Data entries:
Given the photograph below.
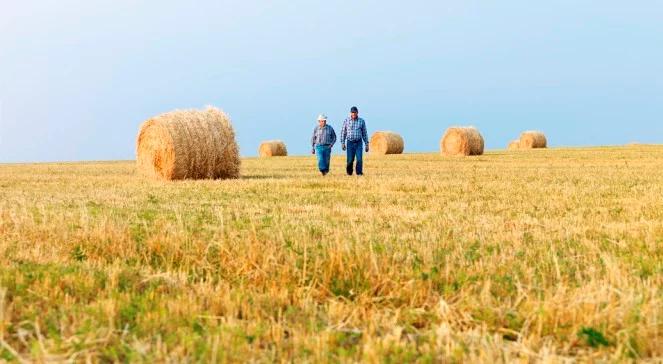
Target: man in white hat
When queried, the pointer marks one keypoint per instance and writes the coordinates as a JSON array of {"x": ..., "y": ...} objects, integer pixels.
[{"x": 322, "y": 142}]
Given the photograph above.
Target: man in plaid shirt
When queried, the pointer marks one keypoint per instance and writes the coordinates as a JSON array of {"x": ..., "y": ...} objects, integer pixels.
[
  {"x": 322, "y": 141},
  {"x": 354, "y": 131}
]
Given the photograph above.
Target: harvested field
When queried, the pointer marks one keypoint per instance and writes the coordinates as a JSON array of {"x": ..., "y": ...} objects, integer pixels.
[{"x": 548, "y": 256}]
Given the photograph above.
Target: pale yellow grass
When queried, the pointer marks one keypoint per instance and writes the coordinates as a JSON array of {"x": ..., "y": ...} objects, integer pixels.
[{"x": 543, "y": 255}]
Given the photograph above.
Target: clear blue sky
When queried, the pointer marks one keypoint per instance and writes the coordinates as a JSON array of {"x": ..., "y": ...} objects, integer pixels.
[{"x": 78, "y": 77}]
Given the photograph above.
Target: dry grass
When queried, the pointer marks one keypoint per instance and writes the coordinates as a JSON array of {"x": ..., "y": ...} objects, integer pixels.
[
  {"x": 513, "y": 145},
  {"x": 386, "y": 142},
  {"x": 527, "y": 256},
  {"x": 463, "y": 141},
  {"x": 533, "y": 139},
  {"x": 188, "y": 144},
  {"x": 272, "y": 148}
]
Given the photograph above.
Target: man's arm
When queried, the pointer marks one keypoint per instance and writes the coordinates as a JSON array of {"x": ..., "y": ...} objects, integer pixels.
[
  {"x": 364, "y": 133},
  {"x": 344, "y": 132},
  {"x": 333, "y": 136},
  {"x": 313, "y": 137}
]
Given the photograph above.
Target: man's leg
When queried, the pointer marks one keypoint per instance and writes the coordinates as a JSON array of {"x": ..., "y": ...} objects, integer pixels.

(Problem details) How many lines in the rows above contain the string "Target", with case counting? Reply with the number alone.

(Output below) 8